§ Instructions for the task: Starting at the first line of the listing below and ending at the line with "form [160, 112].", copy each line exactly.
---------- Material for the task
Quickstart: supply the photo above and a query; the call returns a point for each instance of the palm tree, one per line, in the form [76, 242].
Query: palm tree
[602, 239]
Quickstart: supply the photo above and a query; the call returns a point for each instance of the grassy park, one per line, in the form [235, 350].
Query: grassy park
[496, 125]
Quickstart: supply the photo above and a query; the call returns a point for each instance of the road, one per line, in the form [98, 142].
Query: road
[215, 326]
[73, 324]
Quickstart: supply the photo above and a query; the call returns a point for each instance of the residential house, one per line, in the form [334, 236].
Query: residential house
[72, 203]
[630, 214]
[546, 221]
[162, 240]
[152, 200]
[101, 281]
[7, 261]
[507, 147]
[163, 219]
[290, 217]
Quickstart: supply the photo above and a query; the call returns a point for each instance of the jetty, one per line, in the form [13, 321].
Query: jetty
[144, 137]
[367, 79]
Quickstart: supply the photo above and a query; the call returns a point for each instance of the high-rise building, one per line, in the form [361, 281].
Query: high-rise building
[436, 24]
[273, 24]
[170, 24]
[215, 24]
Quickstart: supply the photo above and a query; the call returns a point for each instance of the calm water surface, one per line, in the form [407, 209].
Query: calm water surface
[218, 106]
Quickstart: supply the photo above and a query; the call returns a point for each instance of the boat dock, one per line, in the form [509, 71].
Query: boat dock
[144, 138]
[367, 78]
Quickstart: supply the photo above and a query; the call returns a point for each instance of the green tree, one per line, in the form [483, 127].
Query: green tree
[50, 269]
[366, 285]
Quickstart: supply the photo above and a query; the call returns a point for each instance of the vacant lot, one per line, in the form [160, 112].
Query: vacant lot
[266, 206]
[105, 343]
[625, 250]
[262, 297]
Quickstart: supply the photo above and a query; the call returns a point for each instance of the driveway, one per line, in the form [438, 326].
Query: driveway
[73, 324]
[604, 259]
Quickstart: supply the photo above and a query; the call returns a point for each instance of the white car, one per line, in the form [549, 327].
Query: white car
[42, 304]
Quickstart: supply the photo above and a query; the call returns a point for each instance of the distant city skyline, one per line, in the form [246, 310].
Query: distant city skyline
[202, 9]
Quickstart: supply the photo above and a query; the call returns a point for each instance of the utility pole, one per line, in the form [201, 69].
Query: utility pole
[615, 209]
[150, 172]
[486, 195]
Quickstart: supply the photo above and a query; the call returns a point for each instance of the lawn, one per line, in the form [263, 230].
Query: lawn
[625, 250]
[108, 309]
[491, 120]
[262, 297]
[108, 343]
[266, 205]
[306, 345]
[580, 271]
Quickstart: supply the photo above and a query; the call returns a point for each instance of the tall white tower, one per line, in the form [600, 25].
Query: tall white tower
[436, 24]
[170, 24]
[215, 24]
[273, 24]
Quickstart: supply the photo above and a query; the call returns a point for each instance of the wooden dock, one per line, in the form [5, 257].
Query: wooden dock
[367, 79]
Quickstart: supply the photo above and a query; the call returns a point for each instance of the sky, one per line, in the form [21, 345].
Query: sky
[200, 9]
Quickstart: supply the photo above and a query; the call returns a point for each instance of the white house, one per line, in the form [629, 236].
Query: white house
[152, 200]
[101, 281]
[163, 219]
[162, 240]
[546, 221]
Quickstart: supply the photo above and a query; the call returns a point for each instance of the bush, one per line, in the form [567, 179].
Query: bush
--------------------
§ Solved exercise:
Quickstart: supply the photo above and a query; the call returns a point for each instance of the palm tree, one per line, in the form [76, 242].
Query: palm tree
[602, 239]
Quickstart: supply the photo above and a query; the call returns a point for each instance of the grassy park, one per line, in the form [235, 350].
Query: grassy park
[496, 125]
Quickstart: supply the photo above and a query; the call returns a point for each instance of the road, one per line, in the form [98, 142].
Query: road
[215, 326]
[73, 324]
Quickstart: supply the photo above and a query; the call returns a point for each instance of the residential house, one per line, in the form [334, 236].
Query: residential house
[72, 203]
[630, 214]
[546, 221]
[162, 240]
[152, 200]
[101, 281]
[7, 261]
[507, 147]
[163, 219]
[290, 217]
Quickstart: supply the photo above and a query; the call returns a point for each instance of the jetty, one per line, in the form [13, 321].
Query: jetty
[144, 137]
[367, 79]
Quickstart: supply the photo above and a query; the call returns a point for each instance of the high-rise building, one per line, in the form [361, 281].
Query: high-rise building
[436, 24]
[273, 24]
[170, 24]
[215, 24]
Quickstart: supply the photo above and a query; the call returns a point for each instance of the calm water surface, one per line, in the form [407, 209].
Query: calm water surface
[218, 106]
Quickstart: supply the photo above and a query; the call returns a point for each instance of the boat dock, one per line, in the form [509, 71].
Query: boat dock
[144, 138]
[367, 78]
Quickstart: supply the photo above and a query; the call returns a point for each instance of the green tree, one per line, in the form [483, 127].
Query: green tree
[50, 269]
[366, 285]
Quickstart: supply the photo above and a query; the call returns a point for each instance of the vacant lot, one per line, in the form [160, 112].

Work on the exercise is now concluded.